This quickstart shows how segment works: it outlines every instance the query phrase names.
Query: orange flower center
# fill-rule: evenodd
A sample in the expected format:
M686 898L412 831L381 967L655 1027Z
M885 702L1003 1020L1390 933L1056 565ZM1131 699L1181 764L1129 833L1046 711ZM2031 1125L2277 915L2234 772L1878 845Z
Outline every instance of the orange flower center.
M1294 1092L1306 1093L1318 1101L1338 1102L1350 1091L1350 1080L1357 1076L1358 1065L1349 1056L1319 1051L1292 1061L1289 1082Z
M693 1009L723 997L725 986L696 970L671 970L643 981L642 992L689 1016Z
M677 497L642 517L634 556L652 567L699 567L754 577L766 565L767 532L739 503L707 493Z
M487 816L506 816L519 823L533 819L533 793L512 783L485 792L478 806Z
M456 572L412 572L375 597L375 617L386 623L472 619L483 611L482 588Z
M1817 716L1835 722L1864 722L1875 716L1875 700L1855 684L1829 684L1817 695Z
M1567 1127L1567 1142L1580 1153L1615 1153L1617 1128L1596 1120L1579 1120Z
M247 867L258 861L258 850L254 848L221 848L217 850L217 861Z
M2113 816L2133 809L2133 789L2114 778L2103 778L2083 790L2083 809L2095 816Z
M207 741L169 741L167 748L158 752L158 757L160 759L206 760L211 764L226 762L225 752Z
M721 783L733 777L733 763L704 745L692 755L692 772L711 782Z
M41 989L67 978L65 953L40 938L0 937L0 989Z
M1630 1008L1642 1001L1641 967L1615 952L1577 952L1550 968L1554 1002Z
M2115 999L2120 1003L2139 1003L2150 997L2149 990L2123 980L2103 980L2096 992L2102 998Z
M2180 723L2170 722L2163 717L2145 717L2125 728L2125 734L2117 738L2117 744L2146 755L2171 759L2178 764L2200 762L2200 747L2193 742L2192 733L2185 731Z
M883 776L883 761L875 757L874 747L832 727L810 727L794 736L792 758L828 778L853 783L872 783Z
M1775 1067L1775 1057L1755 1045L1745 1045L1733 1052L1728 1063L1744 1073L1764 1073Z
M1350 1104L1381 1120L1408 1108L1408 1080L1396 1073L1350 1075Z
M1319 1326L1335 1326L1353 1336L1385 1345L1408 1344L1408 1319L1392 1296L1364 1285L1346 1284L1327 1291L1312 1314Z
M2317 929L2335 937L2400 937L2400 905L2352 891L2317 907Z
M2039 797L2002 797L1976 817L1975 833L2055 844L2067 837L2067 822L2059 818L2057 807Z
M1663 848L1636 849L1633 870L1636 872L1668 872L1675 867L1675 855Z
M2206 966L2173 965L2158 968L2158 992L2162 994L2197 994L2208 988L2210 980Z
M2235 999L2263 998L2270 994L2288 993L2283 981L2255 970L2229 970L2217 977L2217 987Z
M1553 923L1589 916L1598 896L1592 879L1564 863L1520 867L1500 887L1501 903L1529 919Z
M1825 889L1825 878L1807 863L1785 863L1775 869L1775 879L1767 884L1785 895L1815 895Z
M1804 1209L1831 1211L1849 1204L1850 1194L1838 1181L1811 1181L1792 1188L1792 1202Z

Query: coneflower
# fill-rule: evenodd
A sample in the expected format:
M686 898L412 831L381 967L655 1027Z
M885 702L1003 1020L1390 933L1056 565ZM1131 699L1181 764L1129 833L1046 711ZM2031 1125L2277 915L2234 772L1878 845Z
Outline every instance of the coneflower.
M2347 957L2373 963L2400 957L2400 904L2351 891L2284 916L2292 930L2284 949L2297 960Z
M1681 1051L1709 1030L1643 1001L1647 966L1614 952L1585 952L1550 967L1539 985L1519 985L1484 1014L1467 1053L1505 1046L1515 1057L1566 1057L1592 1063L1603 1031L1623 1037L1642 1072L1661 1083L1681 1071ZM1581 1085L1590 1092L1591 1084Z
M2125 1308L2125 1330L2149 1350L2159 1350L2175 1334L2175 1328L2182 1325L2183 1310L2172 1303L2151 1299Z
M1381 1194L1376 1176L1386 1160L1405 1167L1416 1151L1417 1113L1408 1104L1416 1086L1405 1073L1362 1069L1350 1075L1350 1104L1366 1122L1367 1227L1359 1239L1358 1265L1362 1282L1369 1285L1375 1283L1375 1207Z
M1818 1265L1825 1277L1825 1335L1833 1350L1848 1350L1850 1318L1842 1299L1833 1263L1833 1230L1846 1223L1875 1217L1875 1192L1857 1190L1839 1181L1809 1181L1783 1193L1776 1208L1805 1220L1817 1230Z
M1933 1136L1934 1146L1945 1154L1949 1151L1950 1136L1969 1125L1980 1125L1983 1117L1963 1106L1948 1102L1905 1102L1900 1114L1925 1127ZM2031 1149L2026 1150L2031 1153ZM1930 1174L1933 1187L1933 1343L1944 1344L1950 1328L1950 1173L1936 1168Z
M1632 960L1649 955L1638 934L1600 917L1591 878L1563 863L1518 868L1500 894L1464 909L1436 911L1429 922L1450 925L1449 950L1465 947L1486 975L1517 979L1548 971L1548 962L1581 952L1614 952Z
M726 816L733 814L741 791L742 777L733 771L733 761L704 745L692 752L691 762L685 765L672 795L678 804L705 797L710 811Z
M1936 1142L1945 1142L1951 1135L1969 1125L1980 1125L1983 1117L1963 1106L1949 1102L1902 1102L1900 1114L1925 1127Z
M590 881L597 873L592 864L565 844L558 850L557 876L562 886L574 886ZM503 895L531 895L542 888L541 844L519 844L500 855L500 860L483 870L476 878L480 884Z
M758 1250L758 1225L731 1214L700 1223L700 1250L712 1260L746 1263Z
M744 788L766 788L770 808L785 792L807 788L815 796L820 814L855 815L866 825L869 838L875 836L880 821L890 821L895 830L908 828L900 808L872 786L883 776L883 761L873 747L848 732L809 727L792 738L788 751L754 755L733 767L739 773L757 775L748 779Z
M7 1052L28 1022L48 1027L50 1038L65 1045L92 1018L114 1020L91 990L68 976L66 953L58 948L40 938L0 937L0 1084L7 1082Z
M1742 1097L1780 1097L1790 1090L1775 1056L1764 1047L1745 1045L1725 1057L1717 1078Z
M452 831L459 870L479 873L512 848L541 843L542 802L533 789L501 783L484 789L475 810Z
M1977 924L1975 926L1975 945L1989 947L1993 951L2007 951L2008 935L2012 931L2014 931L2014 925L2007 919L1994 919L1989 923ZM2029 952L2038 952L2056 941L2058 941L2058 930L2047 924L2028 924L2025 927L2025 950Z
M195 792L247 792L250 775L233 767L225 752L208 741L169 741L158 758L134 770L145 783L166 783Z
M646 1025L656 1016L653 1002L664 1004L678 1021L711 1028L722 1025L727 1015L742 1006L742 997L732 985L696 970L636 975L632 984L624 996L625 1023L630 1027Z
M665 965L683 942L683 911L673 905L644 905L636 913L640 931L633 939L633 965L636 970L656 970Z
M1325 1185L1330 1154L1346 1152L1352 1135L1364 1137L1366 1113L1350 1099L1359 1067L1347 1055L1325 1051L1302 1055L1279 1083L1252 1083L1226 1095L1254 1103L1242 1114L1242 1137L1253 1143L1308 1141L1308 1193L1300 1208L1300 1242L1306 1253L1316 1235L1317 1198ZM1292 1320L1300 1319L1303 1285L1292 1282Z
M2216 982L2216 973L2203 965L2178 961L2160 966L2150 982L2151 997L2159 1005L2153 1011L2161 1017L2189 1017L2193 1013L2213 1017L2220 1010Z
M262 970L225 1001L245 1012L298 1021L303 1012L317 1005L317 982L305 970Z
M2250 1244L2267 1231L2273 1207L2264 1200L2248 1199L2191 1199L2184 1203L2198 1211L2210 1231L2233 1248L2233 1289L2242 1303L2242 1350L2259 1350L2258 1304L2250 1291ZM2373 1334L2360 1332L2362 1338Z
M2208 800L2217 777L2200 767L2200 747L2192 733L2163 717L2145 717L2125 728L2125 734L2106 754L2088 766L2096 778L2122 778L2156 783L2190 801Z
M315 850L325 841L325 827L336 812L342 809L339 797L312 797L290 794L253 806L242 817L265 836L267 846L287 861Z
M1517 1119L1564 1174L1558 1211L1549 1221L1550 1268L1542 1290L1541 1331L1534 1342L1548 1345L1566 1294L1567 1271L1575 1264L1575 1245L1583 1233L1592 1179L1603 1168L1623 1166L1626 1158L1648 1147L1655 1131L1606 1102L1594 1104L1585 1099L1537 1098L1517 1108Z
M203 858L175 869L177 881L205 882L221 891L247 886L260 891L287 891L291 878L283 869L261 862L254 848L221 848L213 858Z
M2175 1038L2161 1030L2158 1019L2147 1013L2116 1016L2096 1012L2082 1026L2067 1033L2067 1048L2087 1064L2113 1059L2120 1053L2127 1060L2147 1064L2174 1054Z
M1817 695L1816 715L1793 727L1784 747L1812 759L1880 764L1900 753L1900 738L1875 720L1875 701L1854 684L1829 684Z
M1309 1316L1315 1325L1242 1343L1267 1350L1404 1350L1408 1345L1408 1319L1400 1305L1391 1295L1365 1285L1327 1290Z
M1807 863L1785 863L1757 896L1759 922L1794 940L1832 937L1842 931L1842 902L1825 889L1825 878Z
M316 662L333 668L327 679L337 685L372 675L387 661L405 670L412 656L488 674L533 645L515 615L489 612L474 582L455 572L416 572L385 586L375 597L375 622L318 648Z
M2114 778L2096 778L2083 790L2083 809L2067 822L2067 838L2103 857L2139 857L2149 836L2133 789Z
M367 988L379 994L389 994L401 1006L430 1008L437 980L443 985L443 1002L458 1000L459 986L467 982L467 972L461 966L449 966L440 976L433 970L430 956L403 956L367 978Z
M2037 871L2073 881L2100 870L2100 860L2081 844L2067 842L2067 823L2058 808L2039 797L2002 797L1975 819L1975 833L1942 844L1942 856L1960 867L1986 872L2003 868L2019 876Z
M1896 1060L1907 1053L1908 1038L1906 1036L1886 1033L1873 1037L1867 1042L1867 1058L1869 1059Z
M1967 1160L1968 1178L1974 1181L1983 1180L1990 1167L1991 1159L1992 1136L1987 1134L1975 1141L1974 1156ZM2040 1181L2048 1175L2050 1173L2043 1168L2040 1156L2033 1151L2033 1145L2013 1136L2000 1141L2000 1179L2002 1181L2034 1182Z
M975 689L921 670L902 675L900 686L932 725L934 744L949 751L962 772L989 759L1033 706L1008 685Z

> **Work task**:
Count the lines in the entries above that include the string "every", then give only that figure.

> **Solution to the exercise**:
3